PAGE EXCERPT:
....

Below are benchmarks on my desktop computer, old laptop and Samsung Galaxy Tab S6 Lite tablet:
# g++-11.2.0 -O3 -march=native -funroll-loops -fopenmp solution1.cpp
# time ./a.out < weak_typing_chapter_2_input.txt > output.txt
real 6m31.028s
user 52m6.475s
sys 0m0.020s
# g++-11.2.0 -O3 -march=core2 -funroll-loops -fopenmp solution1.cpp
# time ./a.out < weak_typing_chapter_2_input.txt > output.txt
real 25m39.187s
user 51m15.532s
sys 0m0.156s
# aarch64-unknown-linux-gnu-g++-11.2.0 -static -O3 -mtune=cortex-a73.cortex-a53 -funroll-loops -fopenmp solution1.cpp
# adb push a.out /data/local/tmp/
# time adb shell /data/local/tmp/a.out < weak_typing_chapter_2_input.txt > output.txt
real 8m34.429s
user 0m0.000s
sys 0m0.005s
Solution | Device | Processor | Time |
---|---|---|---|
solution v0 | desktop computer | quad-core Intel Core i7-860 @2.8GHz | 28m13.998s |
solution v1 (OpenMP) | desktop computer | quad-core Intel Core i7-860 @2.8GHz | 6m31.028s |
old laptop | dual-core Intel Core2 Duo T7200 @2.0GHz | 25m39.187s | |
android tablet | octa-core 4x ARM Cortex-A73 @2.3GHz + 4x ARM Cortex-A53 @1.7GHz | 8m34.429s |
Running it all on a homemade "cluster"
I have multiple devices at home and none of them is fast enough by itself. But what if they all work together? It isn't very difficult to make a script, which dissects the input data into separate testcases, runs them on different devices and combines their output together:
require 'open3'
# This script splits a big test into individual testcases. And then runs
# them on multiple computers in parallel.

....

WRITTEN INSTRUCTION 1: Condense the paragraph of the benchmark write-up that begins "I have multiple devices at home" into one or two shorter sentences, keeping its main points.
WRITTEN INSTRUCTION 2: Extend the benchmark write-up, starting right after its final line.

....

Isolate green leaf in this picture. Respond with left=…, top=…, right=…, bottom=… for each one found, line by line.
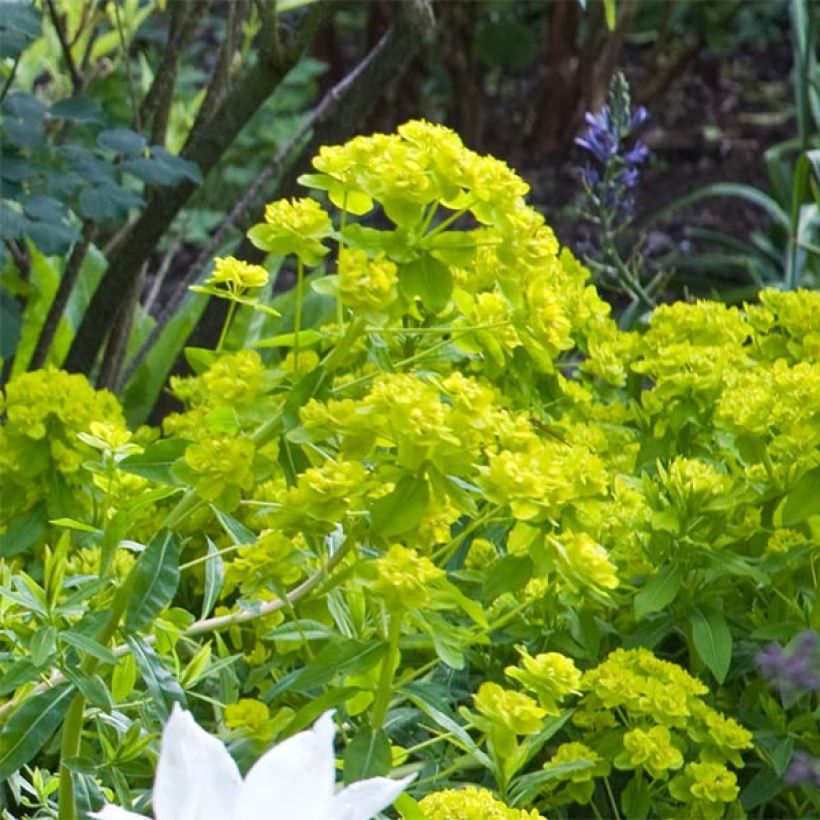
left=48, top=518, right=100, bottom=535
left=740, top=767, right=786, bottom=811
left=0, top=501, right=48, bottom=558
left=48, top=96, right=103, bottom=123
left=0, top=684, right=74, bottom=782
left=689, top=609, right=732, bottom=683
left=0, top=658, right=39, bottom=695
left=111, top=655, right=137, bottom=703
left=125, top=635, right=186, bottom=719
left=0, top=286, right=23, bottom=359
left=61, top=666, right=114, bottom=712
left=211, top=507, right=257, bottom=544
left=125, top=530, right=179, bottom=632
left=370, top=473, right=430, bottom=538
left=59, top=630, right=117, bottom=664
left=0, top=3, right=41, bottom=60
left=120, top=157, right=171, bottom=185
left=119, top=438, right=190, bottom=484
left=79, top=182, right=143, bottom=222
left=201, top=538, right=225, bottom=618
left=100, top=487, right=178, bottom=575
left=401, top=682, right=491, bottom=769
left=633, top=564, right=683, bottom=621
left=97, top=128, right=146, bottom=157
left=399, top=254, right=453, bottom=313
left=774, top=467, right=820, bottom=527
left=344, top=726, right=391, bottom=783
left=28, top=625, right=57, bottom=666
left=604, top=0, right=618, bottom=31
left=481, top=555, right=533, bottom=601
left=289, top=638, right=387, bottom=692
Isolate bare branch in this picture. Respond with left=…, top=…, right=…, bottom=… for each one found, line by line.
left=46, top=0, right=83, bottom=94
left=64, top=3, right=329, bottom=372
left=123, top=3, right=432, bottom=384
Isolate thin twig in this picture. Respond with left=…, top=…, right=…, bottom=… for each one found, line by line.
left=0, top=53, right=22, bottom=102
left=122, top=123, right=313, bottom=385
left=29, top=222, right=97, bottom=370
left=97, top=262, right=148, bottom=393
left=191, top=0, right=248, bottom=133
left=113, top=0, right=142, bottom=131
left=142, top=240, right=182, bottom=315
left=122, top=11, right=406, bottom=385
left=46, top=0, right=83, bottom=94
left=0, top=539, right=353, bottom=724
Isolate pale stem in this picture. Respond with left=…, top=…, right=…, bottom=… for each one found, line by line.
left=371, top=611, right=404, bottom=732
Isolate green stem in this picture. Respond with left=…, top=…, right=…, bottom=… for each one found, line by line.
left=604, top=777, right=621, bottom=820
left=293, top=256, right=305, bottom=375
left=59, top=692, right=85, bottom=820
left=58, top=582, right=131, bottom=820
left=370, top=611, right=404, bottom=732
left=216, top=302, right=236, bottom=353
left=336, top=197, right=348, bottom=333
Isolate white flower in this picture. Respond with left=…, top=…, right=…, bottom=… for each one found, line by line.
left=91, top=704, right=415, bottom=820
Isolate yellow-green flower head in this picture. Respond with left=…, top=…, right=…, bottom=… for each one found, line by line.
left=543, top=742, right=612, bottom=806
left=746, top=288, right=820, bottom=363
left=248, top=197, right=333, bottom=265
left=370, top=544, right=447, bottom=609
left=338, top=248, right=398, bottom=319
left=185, top=433, right=255, bottom=506
left=225, top=698, right=270, bottom=737
left=504, top=647, right=581, bottom=715
left=88, top=421, right=132, bottom=450
left=0, top=368, right=129, bottom=529
left=419, top=786, right=543, bottom=820
left=669, top=763, right=740, bottom=816
left=665, top=456, right=732, bottom=500
left=581, top=649, right=709, bottom=727
left=473, top=682, right=547, bottom=735
left=687, top=702, right=752, bottom=768
left=222, top=530, right=304, bottom=597
left=527, top=279, right=573, bottom=356
left=554, top=531, right=619, bottom=589
left=207, top=256, right=270, bottom=293
left=615, top=726, right=683, bottom=780
left=199, top=350, right=265, bottom=407
left=270, top=461, right=370, bottom=533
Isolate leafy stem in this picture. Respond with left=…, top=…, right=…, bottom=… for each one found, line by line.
left=293, top=256, right=305, bottom=374
left=216, top=301, right=236, bottom=353
left=371, top=610, right=404, bottom=732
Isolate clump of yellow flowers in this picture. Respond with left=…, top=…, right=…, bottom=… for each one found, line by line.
left=0, top=121, right=820, bottom=820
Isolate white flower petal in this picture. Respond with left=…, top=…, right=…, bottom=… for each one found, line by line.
left=88, top=806, right=148, bottom=820
left=154, top=704, right=242, bottom=820
left=328, top=774, right=416, bottom=820
left=235, top=711, right=336, bottom=820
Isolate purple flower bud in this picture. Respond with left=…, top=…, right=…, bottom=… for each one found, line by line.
left=755, top=631, right=820, bottom=694
left=624, top=142, right=649, bottom=165
left=620, top=168, right=641, bottom=188
left=629, top=105, right=649, bottom=131
left=783, top=752, right=820, bottom=788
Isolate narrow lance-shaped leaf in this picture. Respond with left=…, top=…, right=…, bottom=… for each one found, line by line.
left=0, top=684, right=74, bottom=782
left=690, top=609, right=732, bottom=683
left=125, top=530, right=179, bottom=632
left=202, top=538, right=225, bottom=618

....

TASK ANSWER 1: No single home device is fast enough alone, but they can work together: a fairly simple script can split the input into separate testcases, run them on different devices, and merge the output.

TASK ANSWER 2:
# Each entry in the 'workers' array describes a command line, which can be
# executed to process a single testcase. Testcases can be run on Android
# phones/tablets via 'adb' or on other Linux computers via 'ssh'.
workers = [
"./a.out", # Desktop computer
"ssh ssvb@t61 /tmp/a.out", # Laptop
"adb shell /data/local/tmp/a.out", # Android tablet
]
# If true, then print debugging information and statistics to stderr
VERBOSE = true
#########################################################################
jobs_todo = {}
jobs_in_progress = {}
jobs_done = {}
# read all testcases from standard input
testcases = gets.to_i.times.map {|i| gets ; [i + 1, gets.strip] }
# sort testcases by lengths of strings, longest first
testcases.sort! {|x, y| y[1].length <=> x[1].length }
# initialize the 'jobs_todo' hash (key: testcase number, value: string)
testcases.each {|x| jobs_todo[x[0]] = x[1] }
workers_contribution = {}
workers.each {|w| workers_contribution[w] = {:cases => 0, :work => 0} }
mutex = Mutex.new
# Spawn a thread for each worker
threads = workers.map do |cmdline|
Thread.new do
while true
id, data = nil, nil
mutex.synchronize do
queue = jobs_todo
queue = jobs_in_progress if queue.empty?
if queue.empty?
# Nothing left to do? Then print results and exit.
if VERBOSE
total_work = workers_contribution.to_a.map {|x| x[1][:work] }.sum
workers_contribution.each do |k, x|
x[:work_percentage] = x[:work].to_f / total_work * 100
end
sorted_wc = workers_contribution.to_a.sort {|x, y| y[1][:work] <=> x[1][:work]}
STDERR.printf("\n== Workers contribution: ==\n")
sorted_wc.each do |worker, x|
STDERR.printf(" '%s' : %.2f%% (%d cases)\n",
worker, x[:work_percentage], x[:cases])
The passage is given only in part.